CONSIGNE 1 – D'après le texte sur les élections tunisiennes, quelle part des sièges Ennahdha a-t-il obtenue ?
CONSIGNE 2 – Résumez en deux phrases le paragraphe du texte sur les élections tunisiennes qui commence par « A l'annonce des premiers résultats », en gardant ses faits principaux.
CONSIGNE 3 – Poursuivez le texte sur les élections tunisiennes à partir de sa dernière phrase.

TEXTE SOURCE –
Un succès à relativiser
A l’annonce des premiers résultats, les médias français parlent de « raz-de-marée islamiste » et de « vague verte », mais cela décrit-il la réalité tunisienne ? Il faut regarder ces résultats à la loupe pour constater que plus de 60% des tunisiens ont voté pour des candidats non-islamistes, Ennahdha n’ayant recueilli que 40% des sièges de l’Assemblé Constituante. S’il est évident que ces élections marquent le succès d’Ennahdha, on ne peut pas dire que la Tunisie a opté pour l’islamisme.
En réalité, l’échec cuisant subi par les partisans de la sécularité s’explique moins par la popularité de l’islam politique que par d’innombrables erreurs de stratégie politique.

DONNÉES –
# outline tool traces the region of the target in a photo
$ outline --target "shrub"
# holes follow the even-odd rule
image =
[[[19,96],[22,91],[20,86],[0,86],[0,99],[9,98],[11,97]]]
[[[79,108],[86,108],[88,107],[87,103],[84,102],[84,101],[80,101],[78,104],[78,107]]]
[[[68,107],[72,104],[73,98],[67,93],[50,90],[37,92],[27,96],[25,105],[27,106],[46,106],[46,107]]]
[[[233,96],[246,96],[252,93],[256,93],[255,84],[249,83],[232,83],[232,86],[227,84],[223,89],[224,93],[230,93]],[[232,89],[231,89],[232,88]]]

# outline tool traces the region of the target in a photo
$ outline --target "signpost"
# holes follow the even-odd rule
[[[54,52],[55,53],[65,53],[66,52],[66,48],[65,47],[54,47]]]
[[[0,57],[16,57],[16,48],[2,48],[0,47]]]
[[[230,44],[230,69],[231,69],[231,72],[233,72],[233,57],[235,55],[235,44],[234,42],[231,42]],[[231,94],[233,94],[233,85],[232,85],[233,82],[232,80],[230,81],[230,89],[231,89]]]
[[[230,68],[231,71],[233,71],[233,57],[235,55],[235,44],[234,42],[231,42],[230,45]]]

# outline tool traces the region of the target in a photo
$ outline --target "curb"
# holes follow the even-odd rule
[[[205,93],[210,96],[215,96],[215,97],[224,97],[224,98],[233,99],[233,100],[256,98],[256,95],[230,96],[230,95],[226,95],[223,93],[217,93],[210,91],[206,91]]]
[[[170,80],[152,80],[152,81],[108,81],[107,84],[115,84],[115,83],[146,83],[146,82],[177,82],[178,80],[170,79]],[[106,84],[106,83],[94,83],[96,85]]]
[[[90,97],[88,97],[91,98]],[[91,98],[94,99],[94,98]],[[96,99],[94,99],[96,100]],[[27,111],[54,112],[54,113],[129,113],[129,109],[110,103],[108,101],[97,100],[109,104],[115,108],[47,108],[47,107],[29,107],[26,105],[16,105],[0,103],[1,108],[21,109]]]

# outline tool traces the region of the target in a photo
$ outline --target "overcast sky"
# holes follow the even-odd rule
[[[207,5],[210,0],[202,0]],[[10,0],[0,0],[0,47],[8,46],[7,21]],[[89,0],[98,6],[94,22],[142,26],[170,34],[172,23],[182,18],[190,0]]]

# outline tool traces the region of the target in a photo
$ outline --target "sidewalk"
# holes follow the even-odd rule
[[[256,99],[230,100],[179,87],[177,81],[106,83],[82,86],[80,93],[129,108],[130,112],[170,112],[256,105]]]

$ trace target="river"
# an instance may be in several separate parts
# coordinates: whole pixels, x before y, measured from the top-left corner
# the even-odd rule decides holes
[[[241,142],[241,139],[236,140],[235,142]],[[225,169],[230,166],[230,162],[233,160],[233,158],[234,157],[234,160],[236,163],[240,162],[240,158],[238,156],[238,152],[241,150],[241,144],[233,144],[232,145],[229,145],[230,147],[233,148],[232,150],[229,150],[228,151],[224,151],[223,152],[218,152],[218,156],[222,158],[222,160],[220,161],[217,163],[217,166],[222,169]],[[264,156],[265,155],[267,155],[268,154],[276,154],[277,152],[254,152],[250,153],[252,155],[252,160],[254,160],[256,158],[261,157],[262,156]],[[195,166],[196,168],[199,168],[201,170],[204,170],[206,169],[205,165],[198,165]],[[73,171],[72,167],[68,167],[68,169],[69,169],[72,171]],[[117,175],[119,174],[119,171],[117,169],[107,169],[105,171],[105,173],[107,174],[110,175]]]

---

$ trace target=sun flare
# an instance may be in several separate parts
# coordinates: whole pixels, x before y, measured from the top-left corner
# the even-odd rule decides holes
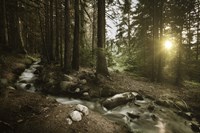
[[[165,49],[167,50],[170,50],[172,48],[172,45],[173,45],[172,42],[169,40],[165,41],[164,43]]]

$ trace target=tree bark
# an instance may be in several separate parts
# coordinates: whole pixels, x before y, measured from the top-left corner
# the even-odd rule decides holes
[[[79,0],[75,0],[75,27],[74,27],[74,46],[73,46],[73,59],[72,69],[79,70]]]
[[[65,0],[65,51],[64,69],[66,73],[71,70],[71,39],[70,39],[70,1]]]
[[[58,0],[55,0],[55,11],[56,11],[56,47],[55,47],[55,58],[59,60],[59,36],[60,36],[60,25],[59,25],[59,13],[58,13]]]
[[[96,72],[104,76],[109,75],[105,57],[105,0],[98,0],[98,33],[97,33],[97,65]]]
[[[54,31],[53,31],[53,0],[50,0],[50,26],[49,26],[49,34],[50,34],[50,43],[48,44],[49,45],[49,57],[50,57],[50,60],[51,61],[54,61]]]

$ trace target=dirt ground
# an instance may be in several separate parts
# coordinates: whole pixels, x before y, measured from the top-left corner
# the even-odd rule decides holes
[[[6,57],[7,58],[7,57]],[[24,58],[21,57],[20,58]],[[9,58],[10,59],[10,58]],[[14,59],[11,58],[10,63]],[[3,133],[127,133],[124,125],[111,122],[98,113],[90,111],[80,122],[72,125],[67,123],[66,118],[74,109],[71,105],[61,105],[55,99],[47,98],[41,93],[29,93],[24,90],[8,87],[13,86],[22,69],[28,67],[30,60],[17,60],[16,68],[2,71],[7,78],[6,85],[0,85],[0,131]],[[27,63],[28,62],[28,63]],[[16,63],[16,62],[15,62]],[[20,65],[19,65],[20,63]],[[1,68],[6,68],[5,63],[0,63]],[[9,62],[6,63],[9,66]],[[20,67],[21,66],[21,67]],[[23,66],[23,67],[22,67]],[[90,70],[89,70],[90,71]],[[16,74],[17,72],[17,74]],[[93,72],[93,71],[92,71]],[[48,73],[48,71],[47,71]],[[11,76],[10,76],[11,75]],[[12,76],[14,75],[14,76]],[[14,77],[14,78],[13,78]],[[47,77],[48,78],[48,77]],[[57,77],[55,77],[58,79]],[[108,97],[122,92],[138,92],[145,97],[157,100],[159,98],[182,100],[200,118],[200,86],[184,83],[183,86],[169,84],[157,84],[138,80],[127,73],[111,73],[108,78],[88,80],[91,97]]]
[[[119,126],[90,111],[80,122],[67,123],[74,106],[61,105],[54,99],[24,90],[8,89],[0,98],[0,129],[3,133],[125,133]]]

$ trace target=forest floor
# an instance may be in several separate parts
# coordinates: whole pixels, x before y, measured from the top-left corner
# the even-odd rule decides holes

RÉSULTAT 1 – 40 % des sièges.

RÉSULTAT 2 – Les médias français parlent de « raz-de-marée islamiste », mais plus de 60 % des Tunisiens ont voté pour des candidats non islamistes, Ennahdha n'ayant obtenu que 40 % des sièges de l'Assemblée constituante. Ces élections marquent donc un succès pour Ennahdha, sans que la Tunisie ait pour autant choisi l'islamisme.

RÉSULTAT 3 –
Tout d’abord, face aux islamistes unis autour d’un seul grand parti, les laïcs ont fait cavalier seul, divisés entre 4 ou 5 partis de taille moyenne, chacun espérant triompher en appelant au vote utile… Ainsi divisés, la plupart de ces partis n’ont pas atteint la masse critique nécessaire pour obtenir des sièges dans les petites et moyennes circonscriptions. Seuls Ettakatol, et dans une moindre mesure le PDP, ont réussi à obtenir suffisamment de sièges. Résultat : alors que l’ensemble des partis dits « progressistes » ont réuni 50% à 75% des voix selon les circonscriptions, ils ont souvent recueilli individuellement des scores insuffisants pour obtenir un siège. Leurs voix sont parties en fumée et ils ont assuré la victoire d’Ennahdha en fragmentant les voix des laïcs, alors que ces derniers auraient pu obtenir une majorité absolue des sièges s’ils s’étaient unis en amont des élections. Mais cela ne suffit pas à expliquer leur défaite. En effet, Ennahdha a tout de même réalisé un formidable travail de terrain alors que les « progressistes » n’ont pas su se rapprocher de la population. Ils ont en outre renforcé Ennahdha en l’attaquant frontalement, et en donnant à croire au tunisien que laïcité était synonyme d’athéisme d’Etat et non de liberté de culte. Ennahdha avait donc la posture la plus rassurante et la stratégie la plus proche du peuple.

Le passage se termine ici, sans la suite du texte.